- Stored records
####

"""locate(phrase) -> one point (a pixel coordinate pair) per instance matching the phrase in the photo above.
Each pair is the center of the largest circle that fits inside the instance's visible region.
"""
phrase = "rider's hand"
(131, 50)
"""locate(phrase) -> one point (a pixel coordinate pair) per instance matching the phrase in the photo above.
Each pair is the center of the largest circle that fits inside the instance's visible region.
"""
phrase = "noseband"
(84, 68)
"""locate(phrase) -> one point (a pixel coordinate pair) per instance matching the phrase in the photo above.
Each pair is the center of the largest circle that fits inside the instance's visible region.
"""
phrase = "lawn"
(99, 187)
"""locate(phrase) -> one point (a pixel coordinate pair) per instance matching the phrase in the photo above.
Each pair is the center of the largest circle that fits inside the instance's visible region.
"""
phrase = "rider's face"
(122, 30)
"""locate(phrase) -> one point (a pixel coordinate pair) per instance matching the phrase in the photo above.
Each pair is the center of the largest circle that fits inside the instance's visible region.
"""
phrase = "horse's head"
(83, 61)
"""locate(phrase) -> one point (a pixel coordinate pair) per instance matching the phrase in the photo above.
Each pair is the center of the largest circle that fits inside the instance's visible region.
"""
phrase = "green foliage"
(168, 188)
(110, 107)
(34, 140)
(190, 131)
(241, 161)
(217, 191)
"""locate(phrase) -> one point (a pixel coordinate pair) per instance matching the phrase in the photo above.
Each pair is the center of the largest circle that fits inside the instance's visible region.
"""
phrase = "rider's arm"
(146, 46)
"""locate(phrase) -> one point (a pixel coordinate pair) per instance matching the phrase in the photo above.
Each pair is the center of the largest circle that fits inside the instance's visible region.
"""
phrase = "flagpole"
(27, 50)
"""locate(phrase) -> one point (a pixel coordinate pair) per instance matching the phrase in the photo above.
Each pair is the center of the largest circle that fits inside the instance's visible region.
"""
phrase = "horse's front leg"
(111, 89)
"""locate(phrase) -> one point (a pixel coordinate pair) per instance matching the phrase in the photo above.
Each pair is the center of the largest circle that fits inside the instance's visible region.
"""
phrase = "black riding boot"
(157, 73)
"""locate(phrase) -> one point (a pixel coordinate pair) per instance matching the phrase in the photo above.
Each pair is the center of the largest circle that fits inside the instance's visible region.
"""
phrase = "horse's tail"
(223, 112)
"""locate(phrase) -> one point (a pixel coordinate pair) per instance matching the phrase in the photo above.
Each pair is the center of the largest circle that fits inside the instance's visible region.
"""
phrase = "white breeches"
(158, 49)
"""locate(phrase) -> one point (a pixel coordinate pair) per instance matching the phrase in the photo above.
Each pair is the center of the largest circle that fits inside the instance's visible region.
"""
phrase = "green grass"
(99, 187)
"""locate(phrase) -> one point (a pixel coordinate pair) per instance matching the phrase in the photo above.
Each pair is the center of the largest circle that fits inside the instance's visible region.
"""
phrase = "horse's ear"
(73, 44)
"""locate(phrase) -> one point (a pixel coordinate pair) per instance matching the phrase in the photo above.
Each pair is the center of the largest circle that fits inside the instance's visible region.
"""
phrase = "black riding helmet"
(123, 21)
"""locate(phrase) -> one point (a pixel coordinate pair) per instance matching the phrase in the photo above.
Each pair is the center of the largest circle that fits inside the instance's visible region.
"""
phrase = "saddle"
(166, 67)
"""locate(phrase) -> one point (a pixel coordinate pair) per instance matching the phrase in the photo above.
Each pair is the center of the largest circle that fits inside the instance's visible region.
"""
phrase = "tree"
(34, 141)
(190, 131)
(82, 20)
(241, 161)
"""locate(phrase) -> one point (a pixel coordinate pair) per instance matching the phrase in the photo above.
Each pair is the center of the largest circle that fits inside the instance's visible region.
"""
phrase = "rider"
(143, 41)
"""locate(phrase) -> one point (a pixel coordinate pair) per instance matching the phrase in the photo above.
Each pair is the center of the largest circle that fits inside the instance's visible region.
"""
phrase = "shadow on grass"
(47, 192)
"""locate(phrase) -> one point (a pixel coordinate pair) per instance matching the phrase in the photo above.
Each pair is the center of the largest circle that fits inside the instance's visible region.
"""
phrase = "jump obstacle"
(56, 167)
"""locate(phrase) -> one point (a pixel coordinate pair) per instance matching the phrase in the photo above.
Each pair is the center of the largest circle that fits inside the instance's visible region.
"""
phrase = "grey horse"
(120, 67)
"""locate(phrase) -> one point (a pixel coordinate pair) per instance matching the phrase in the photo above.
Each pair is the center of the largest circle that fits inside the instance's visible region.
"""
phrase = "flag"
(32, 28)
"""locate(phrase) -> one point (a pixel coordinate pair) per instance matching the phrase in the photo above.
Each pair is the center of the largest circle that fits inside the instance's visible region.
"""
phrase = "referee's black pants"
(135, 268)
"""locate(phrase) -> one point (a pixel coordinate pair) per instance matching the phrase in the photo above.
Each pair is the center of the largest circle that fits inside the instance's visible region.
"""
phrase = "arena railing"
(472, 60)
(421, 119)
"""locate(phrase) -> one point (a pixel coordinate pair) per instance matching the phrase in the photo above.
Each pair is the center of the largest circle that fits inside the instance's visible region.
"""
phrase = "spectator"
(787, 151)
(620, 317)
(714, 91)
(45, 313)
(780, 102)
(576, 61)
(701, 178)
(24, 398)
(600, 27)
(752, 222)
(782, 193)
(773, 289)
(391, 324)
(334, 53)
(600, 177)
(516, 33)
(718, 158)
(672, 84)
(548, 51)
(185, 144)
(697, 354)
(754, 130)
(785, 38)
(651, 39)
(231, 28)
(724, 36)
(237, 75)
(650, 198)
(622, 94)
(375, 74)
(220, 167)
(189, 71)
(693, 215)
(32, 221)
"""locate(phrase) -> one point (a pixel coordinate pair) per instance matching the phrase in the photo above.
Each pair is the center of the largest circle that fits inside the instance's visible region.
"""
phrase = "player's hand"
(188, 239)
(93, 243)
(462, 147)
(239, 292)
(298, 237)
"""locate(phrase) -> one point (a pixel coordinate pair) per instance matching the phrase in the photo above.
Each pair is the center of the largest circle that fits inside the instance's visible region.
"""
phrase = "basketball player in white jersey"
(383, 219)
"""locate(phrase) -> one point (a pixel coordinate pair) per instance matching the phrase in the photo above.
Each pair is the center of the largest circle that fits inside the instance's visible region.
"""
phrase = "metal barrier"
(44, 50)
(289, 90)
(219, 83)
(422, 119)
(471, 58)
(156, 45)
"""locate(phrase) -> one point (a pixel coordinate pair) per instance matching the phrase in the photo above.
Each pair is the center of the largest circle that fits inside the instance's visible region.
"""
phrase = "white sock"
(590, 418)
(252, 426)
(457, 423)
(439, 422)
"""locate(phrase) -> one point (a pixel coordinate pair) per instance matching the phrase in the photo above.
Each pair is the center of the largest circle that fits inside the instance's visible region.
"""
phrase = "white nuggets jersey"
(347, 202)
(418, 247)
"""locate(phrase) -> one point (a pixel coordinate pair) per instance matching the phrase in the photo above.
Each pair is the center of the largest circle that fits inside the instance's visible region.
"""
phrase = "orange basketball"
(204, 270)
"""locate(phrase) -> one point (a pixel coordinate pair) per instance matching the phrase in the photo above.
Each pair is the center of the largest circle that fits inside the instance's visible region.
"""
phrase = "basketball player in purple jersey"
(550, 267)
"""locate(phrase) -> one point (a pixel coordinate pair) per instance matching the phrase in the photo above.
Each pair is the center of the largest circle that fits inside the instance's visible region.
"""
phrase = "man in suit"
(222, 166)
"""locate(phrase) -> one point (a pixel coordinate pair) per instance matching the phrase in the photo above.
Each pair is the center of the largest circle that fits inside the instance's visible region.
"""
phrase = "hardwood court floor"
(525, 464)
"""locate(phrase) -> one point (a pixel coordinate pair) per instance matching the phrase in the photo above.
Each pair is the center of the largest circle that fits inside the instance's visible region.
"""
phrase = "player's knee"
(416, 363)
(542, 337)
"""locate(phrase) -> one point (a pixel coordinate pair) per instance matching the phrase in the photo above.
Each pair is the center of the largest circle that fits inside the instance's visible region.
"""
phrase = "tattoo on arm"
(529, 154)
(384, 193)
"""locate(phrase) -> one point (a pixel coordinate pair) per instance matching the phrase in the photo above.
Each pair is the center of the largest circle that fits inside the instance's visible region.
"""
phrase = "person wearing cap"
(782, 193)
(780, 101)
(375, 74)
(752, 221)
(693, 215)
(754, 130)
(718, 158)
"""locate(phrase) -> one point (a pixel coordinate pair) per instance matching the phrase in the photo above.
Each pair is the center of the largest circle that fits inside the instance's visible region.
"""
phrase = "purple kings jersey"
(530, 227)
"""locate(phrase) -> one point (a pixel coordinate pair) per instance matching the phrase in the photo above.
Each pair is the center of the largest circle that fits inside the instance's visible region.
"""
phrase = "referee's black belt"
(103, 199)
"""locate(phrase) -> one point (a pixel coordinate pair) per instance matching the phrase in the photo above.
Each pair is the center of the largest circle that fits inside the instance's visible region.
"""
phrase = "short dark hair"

####

- Written task
Identify each line in the listing above that contains the string "grass" and copy those lines.

- Full solution
phrase = "green grass"
phrase = "shadow on grass"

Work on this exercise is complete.